Do this -
Please list every line of the entries below that contains the word "football", copying each such line in full. Only matches with the same capitalization count.

Materials provided -
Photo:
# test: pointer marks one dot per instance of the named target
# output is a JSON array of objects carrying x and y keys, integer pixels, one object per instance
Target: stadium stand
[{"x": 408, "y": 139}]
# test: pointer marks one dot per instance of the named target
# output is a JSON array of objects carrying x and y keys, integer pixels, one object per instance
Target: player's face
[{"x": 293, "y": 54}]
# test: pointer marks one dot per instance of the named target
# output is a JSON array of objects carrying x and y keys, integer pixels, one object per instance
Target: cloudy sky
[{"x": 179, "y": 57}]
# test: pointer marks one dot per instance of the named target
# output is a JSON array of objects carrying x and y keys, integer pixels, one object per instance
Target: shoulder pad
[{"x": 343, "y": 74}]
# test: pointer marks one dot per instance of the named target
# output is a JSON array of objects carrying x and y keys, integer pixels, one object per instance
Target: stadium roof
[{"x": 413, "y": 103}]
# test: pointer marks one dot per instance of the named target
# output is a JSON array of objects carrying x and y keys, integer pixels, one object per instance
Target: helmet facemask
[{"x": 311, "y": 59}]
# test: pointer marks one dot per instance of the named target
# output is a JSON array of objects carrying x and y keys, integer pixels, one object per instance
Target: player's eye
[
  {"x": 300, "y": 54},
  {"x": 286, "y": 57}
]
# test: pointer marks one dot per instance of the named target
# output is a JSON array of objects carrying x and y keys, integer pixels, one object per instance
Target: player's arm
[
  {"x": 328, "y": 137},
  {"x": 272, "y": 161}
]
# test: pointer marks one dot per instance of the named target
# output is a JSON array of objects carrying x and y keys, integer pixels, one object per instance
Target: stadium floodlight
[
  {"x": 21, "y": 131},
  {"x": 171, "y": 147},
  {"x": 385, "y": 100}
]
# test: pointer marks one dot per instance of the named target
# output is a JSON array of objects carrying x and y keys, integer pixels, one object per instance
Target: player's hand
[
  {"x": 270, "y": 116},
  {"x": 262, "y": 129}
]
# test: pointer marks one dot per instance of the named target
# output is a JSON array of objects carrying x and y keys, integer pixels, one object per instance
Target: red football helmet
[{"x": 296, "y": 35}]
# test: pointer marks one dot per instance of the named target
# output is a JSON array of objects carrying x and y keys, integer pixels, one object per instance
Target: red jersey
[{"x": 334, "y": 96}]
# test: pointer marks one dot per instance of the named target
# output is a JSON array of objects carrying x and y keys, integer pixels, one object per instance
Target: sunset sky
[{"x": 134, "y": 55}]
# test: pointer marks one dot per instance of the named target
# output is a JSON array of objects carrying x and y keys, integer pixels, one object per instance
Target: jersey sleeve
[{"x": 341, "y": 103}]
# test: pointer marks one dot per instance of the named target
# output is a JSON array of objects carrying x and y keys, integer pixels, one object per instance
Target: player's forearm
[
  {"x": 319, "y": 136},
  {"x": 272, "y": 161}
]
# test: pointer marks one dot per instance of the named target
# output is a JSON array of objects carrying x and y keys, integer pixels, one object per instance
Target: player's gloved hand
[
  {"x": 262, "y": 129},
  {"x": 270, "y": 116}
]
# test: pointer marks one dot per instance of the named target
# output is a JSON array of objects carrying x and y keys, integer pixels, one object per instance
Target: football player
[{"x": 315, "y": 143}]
==
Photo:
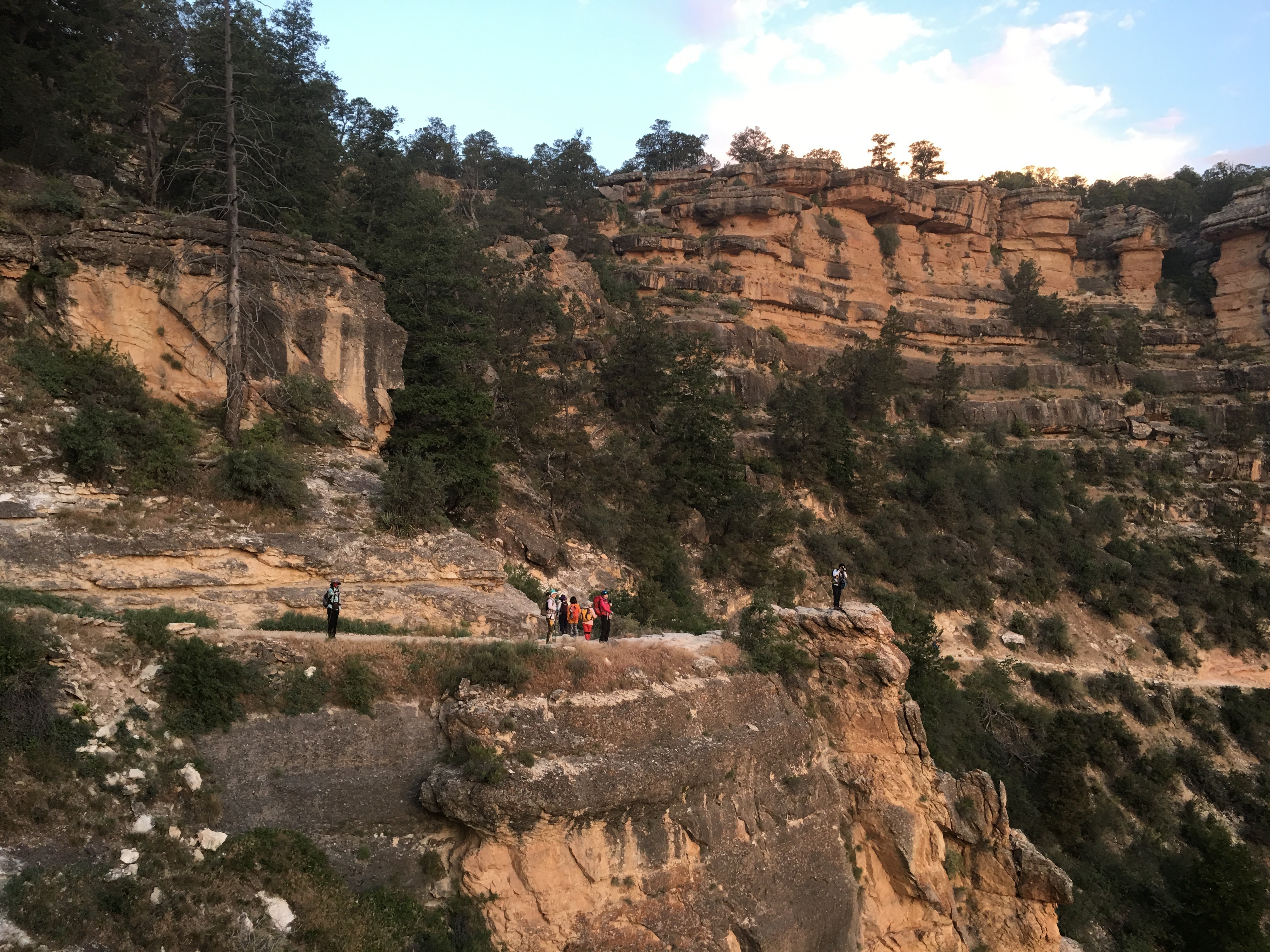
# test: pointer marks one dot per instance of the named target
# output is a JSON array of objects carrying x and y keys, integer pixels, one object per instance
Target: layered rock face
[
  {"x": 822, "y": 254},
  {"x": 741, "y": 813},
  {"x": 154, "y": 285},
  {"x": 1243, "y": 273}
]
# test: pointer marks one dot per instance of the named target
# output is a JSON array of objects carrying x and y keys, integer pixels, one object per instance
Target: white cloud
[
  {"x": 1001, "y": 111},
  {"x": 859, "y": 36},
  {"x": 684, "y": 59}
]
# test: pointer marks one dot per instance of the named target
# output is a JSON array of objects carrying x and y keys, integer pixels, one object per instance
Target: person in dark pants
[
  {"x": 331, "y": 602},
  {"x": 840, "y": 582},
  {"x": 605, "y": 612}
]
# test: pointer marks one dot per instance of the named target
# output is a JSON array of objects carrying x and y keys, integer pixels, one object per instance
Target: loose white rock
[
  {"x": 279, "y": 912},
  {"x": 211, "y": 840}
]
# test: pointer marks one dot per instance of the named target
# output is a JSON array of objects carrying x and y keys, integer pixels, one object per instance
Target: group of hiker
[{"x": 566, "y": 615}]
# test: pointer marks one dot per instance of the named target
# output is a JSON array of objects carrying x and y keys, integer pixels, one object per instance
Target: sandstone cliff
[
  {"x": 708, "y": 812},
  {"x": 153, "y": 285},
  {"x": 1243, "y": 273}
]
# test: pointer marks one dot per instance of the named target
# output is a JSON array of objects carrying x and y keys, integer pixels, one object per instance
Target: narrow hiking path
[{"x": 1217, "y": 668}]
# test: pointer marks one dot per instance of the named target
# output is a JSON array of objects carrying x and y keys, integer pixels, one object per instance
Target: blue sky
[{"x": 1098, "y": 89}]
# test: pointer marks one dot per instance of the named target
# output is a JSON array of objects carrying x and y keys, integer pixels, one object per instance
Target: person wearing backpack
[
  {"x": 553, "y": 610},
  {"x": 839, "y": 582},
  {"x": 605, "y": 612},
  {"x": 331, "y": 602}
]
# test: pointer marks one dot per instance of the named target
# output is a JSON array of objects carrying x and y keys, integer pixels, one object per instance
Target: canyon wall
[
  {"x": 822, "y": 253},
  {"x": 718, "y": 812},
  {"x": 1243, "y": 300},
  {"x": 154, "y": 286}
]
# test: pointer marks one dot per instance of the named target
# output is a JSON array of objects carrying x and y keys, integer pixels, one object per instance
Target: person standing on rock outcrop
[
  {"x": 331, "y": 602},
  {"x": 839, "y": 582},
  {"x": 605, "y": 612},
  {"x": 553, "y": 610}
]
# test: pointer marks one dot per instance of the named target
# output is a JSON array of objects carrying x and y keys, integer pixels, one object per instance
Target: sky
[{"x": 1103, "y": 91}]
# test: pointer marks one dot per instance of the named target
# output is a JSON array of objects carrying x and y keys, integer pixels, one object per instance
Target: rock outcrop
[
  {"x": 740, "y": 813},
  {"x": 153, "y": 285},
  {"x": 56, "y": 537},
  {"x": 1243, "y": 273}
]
==
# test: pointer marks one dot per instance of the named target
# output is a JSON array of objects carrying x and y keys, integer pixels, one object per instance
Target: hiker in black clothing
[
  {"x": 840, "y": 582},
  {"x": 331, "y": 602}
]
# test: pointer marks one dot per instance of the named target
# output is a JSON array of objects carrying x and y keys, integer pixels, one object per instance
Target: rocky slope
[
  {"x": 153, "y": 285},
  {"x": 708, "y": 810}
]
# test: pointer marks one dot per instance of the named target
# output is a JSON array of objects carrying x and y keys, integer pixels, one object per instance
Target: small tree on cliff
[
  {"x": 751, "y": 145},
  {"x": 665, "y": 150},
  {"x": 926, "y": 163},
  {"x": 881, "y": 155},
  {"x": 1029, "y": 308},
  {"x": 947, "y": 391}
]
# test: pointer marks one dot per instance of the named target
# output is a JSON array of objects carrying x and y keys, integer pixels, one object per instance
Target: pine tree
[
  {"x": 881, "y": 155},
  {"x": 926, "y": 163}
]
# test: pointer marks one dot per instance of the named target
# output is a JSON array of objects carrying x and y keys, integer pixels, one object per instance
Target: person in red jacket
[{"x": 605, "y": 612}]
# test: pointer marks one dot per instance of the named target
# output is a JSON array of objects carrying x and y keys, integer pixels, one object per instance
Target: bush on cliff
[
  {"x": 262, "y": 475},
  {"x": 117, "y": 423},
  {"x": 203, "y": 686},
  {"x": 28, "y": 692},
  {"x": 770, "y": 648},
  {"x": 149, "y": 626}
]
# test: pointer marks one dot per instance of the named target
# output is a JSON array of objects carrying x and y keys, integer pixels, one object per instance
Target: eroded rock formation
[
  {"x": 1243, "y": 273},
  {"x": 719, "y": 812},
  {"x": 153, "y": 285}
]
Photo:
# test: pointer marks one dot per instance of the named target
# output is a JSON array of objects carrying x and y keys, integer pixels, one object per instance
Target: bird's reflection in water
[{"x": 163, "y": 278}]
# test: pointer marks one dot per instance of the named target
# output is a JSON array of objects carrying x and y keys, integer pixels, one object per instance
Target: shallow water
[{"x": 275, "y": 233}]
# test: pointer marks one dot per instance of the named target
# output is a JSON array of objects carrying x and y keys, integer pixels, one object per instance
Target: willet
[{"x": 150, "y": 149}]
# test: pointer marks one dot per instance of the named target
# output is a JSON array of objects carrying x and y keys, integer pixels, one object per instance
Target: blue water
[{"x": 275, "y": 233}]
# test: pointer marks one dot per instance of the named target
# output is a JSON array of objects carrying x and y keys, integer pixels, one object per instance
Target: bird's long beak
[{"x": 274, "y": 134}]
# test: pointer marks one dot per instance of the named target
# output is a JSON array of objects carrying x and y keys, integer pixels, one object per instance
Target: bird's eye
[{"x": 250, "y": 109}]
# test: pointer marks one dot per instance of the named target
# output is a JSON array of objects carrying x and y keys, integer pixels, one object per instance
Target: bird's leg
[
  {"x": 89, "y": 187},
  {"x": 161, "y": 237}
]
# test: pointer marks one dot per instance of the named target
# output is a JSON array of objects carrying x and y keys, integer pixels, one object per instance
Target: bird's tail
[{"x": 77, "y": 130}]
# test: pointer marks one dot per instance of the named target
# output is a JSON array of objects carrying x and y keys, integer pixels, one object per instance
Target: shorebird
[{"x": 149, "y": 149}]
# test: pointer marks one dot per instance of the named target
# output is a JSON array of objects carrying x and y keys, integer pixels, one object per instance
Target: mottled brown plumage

Result of this exercise -
Target: red football helmet
Target: football player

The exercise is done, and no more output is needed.